> Brief: Resume the genealogy passage on Stephen Lilly and Ann Brown, picking up right after its final line.

This site is a work-in-progress. There is a massive amount to cover. I have included both male and female lines, and some go back 30 generations. Keep coming back for more.
I have numbered the generations working backwards from my own as (1)

STEPHEN LILLY and ANN BROWN (9)

 

STEPHEN LILLY is the middle one of the three known children of Richard Lilly and Hannah Beane. He was baptised on 20 March 1695/6 in the village of Wingham, halfway between Canterbury and Sandwich.[1] His father was a carpenter.

It is quite likely that his family moved from Wingham when Stephen was a child, since both he and his unmarried sister Elizabeth had children baptised in the nearby village of Wickhambreaux. There was a burial in Wingham of Richard Lilly in 1699. If, as seems likely, this was his father, Stephen would have been only four. Perhaps this is what led his mother to move.

We know from his son’s apprenticeship that Stephen became a yeoman farmer. Since he came from a family of craftsmen, this may not have been his original occupation.

At the time of his marriage he was living at Stodmarsh, a smaller village two and a half miles north of Wingham, just to the east of Canterbury. Its name reflects its character, with its large areas of reedbeds, open lakes, shallow, muddy pools, water meadows and damp woodland.

 

ANN BROWN. Ann Frank was a widow when she married Stephen Lilly in Feb 1720/1.

There is a promising marriage at St Alphege, Canterbury, on 26 Mar 1720 between Thomas Frank of Canterbury and Anne Browne of Wickhambreaux. Wickhambreaux is where Ann later spent her married life with Stephen.

We have not found a baptism for her in Wickhambreaux, but there is a cluster in nearby villages. Sturry is 3 miles from Wickhambreaux, and Ickham less than a mile.

Baptism. Ickham.
1694 June 3  Ann Brown daughter of John and Anne Brown
She is the only child of this marriage recorded in Ickham

Baptisms. St Nicholas, Sturry.

Entries pointing to named objects
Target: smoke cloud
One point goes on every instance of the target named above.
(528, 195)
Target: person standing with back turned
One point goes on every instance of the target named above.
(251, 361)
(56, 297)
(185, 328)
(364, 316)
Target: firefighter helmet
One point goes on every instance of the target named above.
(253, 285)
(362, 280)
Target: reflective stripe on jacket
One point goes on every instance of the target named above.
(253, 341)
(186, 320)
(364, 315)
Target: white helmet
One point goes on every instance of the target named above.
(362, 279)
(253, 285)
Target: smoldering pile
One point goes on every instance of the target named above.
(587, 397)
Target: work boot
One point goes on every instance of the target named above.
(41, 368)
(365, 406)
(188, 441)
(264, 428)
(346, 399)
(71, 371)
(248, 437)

> Response below:
1695/6 Jan 5  Ann Brown daughter of John Brown
1701 May 8  Ann Brown daughter of John

Ann daughter of John Brown was buried in Sturry on 23 Mar 1701/2. There appear to be more than one John Brown, so the death could be of either girl.

Ann and Stephen’s marriage licence mentions Ickham, so the first of these baptisms is perhaps the most likely. This would make her about the same age as Stephen.

Weddings usually took place in the bride’s parish. A marriage in Canterbury suggests that Ann was living there at the time of her first marriage, though it was not her parish of settlement.

We have found no children from this marriage to Thomas Frank, but nor have we found a convincing burial for Thomas. It must have happened within months of the wedding.

Ann appears to have moved back to her home area, east of Canterbury, perhaps to the parish of her birth.

11 Feb 1720 a marriage licence was issued to Stephen Lilly bachelor and Ann Frank widow both of Stodmarsh At S[tour?] or Ickham.’

Stodmarsh is a mile from Wickhambreaux, and Ickham even less.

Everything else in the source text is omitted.